Aim
Please pull out each line in the records below that contains the word "shrub", copying every such line in full.

Supplied entries

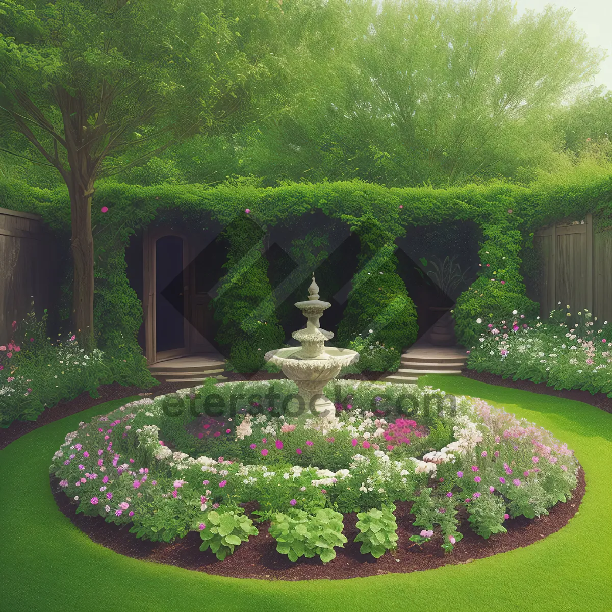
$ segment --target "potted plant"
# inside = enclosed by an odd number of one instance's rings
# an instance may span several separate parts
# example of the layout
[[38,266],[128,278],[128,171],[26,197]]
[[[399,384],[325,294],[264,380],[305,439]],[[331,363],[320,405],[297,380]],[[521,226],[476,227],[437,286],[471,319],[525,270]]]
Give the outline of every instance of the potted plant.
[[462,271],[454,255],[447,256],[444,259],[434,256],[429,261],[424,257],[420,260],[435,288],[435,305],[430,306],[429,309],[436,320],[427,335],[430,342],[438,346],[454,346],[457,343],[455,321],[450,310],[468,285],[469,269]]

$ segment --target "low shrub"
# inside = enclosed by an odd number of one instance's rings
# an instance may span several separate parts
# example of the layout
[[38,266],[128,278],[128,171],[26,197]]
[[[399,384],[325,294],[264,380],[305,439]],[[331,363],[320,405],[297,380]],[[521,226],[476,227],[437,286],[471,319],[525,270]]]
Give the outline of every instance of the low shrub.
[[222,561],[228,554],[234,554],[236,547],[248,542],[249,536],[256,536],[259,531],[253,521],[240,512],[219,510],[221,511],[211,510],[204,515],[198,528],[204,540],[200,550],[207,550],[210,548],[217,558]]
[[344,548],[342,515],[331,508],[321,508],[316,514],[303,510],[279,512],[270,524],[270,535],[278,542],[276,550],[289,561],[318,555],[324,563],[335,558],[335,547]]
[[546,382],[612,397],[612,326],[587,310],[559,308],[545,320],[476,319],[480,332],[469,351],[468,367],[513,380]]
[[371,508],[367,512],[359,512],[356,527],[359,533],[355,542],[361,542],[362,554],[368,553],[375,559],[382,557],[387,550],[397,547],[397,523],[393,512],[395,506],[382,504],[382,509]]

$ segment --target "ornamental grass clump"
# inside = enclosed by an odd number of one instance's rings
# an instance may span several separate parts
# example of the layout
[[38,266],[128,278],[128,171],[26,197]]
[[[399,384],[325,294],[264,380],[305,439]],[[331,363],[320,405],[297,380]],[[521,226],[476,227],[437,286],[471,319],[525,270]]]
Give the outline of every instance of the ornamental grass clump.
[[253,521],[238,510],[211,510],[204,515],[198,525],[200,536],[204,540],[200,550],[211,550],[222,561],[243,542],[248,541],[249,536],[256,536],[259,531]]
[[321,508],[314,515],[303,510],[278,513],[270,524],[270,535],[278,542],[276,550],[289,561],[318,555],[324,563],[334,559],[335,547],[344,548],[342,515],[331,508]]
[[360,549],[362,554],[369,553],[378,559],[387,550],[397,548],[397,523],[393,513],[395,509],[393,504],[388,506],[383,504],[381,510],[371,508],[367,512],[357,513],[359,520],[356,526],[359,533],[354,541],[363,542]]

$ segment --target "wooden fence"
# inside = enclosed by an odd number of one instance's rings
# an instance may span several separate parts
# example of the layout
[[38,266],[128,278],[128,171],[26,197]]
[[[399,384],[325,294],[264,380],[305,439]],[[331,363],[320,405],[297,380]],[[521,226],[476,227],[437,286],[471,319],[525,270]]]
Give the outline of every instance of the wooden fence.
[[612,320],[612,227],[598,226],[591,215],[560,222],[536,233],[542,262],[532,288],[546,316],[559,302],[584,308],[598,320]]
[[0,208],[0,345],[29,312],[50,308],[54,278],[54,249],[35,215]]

* * *

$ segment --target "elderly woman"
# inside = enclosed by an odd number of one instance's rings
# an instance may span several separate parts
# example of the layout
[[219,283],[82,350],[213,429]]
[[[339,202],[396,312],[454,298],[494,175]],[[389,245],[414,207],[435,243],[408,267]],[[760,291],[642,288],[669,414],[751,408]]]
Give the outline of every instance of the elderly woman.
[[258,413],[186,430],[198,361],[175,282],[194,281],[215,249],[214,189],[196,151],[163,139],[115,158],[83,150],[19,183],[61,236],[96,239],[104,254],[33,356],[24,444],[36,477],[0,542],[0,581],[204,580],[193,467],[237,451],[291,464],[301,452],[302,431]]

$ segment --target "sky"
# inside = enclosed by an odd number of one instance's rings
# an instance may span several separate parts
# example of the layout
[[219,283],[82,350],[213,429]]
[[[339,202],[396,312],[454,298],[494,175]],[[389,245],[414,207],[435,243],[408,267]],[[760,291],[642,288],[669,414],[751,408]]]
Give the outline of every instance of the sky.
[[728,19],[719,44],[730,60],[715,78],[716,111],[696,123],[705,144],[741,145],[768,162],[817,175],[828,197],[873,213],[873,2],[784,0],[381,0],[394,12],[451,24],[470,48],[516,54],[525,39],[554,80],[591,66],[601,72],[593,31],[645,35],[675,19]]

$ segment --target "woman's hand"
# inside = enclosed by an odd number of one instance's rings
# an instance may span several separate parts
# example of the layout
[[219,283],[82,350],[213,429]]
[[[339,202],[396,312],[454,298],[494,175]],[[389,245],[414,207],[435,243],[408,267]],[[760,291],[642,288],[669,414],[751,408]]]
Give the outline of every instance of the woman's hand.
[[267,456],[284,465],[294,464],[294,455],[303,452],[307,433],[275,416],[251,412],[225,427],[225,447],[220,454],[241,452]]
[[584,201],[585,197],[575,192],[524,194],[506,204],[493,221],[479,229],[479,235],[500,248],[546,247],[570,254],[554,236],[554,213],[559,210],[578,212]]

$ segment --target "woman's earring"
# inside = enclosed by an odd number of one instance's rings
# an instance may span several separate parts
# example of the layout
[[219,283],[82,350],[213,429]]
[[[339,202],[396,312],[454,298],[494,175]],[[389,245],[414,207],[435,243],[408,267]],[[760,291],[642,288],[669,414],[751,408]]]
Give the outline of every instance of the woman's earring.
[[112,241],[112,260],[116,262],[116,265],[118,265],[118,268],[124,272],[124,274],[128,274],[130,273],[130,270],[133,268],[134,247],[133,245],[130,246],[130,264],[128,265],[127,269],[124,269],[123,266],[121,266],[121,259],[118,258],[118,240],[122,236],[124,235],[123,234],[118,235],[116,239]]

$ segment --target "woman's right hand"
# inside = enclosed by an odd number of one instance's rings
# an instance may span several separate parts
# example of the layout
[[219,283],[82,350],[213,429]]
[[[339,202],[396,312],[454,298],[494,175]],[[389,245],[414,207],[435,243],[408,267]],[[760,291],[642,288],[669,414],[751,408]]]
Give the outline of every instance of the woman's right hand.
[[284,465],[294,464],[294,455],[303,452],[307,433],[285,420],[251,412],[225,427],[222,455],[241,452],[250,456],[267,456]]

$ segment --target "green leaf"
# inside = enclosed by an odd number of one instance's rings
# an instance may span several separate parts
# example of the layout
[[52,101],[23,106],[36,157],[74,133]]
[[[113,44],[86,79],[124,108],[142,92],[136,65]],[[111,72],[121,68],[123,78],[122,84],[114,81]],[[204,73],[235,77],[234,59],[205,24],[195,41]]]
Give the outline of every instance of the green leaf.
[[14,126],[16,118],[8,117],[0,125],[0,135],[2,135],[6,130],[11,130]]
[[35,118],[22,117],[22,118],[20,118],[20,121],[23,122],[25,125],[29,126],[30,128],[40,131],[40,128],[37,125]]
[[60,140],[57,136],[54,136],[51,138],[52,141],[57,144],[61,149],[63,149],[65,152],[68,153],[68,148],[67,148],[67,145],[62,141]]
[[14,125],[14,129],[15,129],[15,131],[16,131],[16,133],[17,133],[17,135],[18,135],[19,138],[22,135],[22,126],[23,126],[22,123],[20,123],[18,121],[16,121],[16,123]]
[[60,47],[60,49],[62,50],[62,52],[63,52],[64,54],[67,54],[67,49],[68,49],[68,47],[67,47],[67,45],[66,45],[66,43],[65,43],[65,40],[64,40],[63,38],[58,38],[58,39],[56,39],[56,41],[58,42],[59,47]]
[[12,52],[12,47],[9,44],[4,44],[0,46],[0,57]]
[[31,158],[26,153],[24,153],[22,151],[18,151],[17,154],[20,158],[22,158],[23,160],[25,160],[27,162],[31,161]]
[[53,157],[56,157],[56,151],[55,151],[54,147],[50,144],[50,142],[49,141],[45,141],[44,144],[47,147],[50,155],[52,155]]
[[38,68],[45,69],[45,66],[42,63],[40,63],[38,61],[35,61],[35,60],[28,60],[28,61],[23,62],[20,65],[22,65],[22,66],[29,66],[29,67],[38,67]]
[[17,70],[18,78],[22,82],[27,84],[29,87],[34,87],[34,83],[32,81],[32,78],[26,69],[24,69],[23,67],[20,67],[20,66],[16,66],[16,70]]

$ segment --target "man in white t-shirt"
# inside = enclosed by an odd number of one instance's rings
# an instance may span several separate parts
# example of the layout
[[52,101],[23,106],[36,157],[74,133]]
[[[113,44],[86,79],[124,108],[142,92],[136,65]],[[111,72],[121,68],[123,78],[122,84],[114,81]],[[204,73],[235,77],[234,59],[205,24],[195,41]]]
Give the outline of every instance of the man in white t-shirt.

Exercise answer
$ segment --target "low shrub"
Give the outline of every instance of the low shrub.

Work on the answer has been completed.